Position annotation records
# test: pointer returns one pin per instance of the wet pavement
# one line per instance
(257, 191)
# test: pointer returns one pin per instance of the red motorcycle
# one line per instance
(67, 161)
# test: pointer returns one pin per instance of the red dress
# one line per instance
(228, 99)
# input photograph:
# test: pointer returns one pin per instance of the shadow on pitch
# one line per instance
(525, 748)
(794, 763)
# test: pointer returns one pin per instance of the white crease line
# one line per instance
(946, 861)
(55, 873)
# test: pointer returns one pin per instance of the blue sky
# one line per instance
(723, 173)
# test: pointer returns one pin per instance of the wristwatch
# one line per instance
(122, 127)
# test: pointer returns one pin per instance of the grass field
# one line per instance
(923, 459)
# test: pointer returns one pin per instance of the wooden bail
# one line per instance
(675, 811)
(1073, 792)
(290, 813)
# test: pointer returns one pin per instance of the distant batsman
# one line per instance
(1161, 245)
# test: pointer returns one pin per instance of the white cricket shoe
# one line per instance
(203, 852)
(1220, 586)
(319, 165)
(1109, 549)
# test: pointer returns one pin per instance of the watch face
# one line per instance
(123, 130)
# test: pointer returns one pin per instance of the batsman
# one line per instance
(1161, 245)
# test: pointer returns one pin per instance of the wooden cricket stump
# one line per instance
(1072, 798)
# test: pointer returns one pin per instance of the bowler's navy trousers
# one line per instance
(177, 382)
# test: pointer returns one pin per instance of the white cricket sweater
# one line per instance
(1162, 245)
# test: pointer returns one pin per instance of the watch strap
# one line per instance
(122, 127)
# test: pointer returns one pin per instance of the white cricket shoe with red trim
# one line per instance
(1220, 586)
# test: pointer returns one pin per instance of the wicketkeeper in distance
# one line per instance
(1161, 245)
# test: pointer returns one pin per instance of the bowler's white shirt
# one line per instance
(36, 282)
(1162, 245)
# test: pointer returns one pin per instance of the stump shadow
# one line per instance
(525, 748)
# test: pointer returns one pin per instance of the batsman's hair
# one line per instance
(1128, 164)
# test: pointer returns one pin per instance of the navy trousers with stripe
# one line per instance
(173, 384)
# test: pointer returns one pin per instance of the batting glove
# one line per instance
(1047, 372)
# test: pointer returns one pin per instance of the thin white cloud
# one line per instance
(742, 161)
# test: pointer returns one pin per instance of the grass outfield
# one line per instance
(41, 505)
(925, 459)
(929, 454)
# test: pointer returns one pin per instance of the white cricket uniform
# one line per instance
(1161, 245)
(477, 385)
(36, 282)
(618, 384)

* * *

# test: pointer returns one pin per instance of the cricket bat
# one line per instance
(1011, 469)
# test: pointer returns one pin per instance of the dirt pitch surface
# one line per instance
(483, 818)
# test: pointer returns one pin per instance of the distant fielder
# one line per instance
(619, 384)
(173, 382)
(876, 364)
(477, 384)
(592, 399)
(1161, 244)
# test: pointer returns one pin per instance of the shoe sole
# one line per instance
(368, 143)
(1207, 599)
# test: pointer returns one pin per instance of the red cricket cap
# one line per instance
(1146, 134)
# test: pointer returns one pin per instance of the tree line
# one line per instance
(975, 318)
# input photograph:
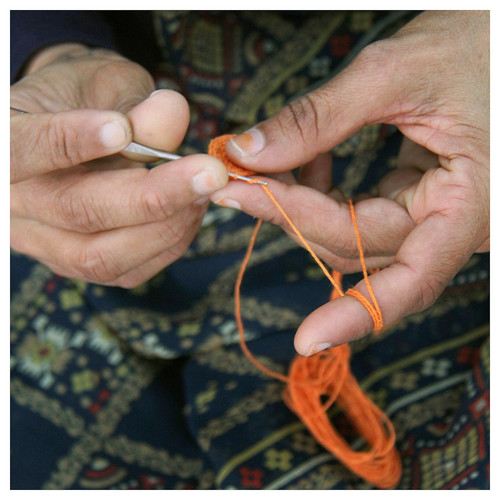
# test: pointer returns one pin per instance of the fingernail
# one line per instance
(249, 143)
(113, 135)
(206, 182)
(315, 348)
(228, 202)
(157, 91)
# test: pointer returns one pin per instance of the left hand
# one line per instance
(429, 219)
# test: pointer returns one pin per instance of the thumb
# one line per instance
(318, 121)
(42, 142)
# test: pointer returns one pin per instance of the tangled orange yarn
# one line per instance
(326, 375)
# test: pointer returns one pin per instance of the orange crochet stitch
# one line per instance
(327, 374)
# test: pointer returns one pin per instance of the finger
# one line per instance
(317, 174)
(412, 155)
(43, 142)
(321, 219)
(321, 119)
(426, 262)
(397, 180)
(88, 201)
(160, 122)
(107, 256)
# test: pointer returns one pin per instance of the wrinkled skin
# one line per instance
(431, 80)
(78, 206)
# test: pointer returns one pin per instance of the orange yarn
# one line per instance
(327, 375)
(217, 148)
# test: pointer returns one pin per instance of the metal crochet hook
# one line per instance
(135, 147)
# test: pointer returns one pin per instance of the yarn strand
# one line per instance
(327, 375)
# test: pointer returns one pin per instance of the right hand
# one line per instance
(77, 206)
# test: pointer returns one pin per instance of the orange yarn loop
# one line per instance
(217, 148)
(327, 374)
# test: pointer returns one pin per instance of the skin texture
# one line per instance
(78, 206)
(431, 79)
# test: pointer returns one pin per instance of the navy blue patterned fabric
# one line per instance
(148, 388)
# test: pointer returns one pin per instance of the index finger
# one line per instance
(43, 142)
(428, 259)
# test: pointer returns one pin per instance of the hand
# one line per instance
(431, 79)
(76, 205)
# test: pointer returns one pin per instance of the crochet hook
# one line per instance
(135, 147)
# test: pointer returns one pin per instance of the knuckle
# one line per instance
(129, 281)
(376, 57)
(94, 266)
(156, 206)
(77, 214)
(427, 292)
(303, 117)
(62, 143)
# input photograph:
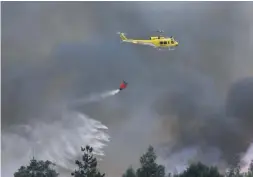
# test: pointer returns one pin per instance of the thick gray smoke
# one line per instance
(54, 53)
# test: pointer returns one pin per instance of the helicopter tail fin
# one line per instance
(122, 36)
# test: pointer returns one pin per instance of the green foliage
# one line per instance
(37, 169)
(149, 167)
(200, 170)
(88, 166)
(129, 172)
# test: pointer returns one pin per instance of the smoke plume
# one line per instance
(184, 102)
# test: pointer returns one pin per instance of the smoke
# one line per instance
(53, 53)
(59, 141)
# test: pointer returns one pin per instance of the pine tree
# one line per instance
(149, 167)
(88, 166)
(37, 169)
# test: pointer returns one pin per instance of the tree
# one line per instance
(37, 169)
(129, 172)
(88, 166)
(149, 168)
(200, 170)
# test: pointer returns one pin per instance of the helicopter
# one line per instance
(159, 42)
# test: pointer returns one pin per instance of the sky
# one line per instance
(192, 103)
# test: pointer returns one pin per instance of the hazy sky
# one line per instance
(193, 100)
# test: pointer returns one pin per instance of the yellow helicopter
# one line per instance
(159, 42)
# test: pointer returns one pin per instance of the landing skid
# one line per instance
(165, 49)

--

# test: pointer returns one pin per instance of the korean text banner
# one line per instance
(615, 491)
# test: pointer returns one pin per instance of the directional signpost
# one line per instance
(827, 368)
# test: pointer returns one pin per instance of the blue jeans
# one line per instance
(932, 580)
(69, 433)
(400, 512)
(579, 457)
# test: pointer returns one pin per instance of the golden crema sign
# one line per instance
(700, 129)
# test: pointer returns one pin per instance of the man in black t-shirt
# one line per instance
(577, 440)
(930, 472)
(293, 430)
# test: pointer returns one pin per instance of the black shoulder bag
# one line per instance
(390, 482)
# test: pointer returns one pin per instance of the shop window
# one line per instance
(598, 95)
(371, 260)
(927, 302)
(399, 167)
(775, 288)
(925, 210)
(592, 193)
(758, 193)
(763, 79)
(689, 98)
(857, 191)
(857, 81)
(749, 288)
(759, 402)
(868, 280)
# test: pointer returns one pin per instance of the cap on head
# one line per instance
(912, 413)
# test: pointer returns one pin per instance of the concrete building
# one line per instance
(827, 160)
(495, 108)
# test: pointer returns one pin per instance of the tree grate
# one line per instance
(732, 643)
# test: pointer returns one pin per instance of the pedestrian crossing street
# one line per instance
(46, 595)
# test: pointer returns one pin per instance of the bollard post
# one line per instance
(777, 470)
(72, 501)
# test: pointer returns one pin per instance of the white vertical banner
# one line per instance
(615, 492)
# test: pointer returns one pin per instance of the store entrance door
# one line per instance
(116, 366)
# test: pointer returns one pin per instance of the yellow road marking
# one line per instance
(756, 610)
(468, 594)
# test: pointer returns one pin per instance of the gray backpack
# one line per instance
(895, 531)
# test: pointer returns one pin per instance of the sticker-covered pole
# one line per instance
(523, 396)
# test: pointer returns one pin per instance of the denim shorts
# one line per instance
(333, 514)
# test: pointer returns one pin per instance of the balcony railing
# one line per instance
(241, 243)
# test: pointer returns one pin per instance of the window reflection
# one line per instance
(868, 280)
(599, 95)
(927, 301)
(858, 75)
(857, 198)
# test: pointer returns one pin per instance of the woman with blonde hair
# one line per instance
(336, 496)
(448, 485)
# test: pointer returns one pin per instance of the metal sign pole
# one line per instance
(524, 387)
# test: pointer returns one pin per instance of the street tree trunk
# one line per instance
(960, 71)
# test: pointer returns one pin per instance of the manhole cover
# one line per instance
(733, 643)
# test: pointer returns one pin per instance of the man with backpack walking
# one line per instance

INSTRUCTIONS FOR THE TASK - Show every line in the rows above that contains the word "batsman". Case counts.

CORRECT OUTPUT -
# test: pointer returns one pin per instance of the distant batsman
# test: pointer returns one pin per instance of the batsman
# test: pointer returns one pin per instance of the batsman's hair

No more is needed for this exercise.